[TASK INSTRUCTIONS] Go to the line below containing "positive clicks: (558, 549)" and print exactly from there through the line containing "positive clicks: (361, 437)", both included. Print nothing else.

[THE INPUT]
*** Block opens ***

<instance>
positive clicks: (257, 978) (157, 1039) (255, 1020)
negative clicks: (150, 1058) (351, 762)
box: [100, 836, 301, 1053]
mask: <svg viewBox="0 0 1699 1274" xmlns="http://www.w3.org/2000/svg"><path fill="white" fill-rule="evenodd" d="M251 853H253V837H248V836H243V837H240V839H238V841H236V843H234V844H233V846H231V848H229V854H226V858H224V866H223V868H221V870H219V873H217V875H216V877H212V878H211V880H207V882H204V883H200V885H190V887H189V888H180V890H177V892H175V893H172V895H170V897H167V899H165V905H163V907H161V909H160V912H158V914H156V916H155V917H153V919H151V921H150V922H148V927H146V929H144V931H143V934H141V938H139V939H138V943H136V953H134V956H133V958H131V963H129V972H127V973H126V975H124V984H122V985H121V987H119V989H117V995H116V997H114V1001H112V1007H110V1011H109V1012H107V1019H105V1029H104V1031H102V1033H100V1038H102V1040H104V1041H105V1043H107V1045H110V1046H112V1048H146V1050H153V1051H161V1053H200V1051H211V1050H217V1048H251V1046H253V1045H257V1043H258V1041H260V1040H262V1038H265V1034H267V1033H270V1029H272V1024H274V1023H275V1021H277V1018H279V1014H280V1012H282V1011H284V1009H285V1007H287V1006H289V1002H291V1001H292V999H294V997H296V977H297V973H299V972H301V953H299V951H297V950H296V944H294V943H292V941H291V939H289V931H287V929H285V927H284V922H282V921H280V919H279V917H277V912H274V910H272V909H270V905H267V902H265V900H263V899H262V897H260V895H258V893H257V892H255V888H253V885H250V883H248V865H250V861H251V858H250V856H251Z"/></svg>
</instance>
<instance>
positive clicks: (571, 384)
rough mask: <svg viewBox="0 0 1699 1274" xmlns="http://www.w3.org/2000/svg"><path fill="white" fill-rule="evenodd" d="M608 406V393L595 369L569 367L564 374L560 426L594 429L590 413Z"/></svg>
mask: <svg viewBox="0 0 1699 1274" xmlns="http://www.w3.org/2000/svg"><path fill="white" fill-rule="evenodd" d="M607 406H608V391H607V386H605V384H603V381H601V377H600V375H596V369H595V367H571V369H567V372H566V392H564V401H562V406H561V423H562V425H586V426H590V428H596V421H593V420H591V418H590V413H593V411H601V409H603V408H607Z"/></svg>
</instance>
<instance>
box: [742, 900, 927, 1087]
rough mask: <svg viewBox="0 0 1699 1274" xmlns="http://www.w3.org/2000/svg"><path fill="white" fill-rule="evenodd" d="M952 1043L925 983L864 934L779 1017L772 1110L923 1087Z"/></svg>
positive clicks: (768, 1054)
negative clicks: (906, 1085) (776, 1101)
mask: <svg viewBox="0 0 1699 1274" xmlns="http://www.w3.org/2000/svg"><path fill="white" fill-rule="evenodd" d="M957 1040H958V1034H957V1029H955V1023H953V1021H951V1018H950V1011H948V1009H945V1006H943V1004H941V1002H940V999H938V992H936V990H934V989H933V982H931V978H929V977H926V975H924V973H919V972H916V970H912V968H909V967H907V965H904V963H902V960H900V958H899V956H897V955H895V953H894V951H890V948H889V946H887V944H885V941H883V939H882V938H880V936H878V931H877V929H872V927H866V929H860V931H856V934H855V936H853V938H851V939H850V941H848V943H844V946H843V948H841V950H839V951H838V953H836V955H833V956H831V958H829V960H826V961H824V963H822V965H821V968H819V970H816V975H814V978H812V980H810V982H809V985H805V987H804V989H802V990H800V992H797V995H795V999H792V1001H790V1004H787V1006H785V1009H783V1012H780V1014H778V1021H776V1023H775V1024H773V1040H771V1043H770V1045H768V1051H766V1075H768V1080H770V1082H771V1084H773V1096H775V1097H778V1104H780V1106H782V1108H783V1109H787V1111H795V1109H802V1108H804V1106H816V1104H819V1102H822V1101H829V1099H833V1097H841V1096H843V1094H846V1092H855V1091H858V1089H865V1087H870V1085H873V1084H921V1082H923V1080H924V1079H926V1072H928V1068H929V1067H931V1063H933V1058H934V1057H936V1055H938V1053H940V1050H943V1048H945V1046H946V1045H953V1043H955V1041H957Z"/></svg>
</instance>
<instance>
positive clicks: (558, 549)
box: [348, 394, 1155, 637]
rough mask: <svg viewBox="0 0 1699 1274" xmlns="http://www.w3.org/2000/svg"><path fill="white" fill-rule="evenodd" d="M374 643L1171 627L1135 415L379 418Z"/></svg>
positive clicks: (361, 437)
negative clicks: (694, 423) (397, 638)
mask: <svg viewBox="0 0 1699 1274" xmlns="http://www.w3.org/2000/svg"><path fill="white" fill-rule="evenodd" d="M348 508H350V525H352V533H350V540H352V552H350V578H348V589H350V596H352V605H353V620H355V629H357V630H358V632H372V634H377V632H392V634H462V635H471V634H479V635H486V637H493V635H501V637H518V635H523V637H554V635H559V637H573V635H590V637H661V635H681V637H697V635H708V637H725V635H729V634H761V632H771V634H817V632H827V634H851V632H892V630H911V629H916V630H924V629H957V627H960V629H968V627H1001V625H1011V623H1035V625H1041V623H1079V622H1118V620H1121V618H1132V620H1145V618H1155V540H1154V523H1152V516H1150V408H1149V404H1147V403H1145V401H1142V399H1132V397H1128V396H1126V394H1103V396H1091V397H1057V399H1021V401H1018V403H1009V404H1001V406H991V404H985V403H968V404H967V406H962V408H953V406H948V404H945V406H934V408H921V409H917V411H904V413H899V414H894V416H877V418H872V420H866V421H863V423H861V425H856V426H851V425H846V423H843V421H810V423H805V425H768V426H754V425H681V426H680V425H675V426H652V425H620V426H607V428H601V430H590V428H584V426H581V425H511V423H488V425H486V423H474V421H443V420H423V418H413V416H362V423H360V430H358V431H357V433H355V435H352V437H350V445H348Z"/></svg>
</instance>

*** Block closes ***

[TASK RESULT]
positive clicks: (558, 549)
box: [348, 394, 1155, 637]
rough mask: <svg viewBox="0 0 1699 1274" xmlns="http://www.w3.org/2000/svg"><path fill="white" fill-rule="evenodd" d="M374 643L1171 627L1135 415L379 418Z"/></svg>
positive clicks: (361, 437)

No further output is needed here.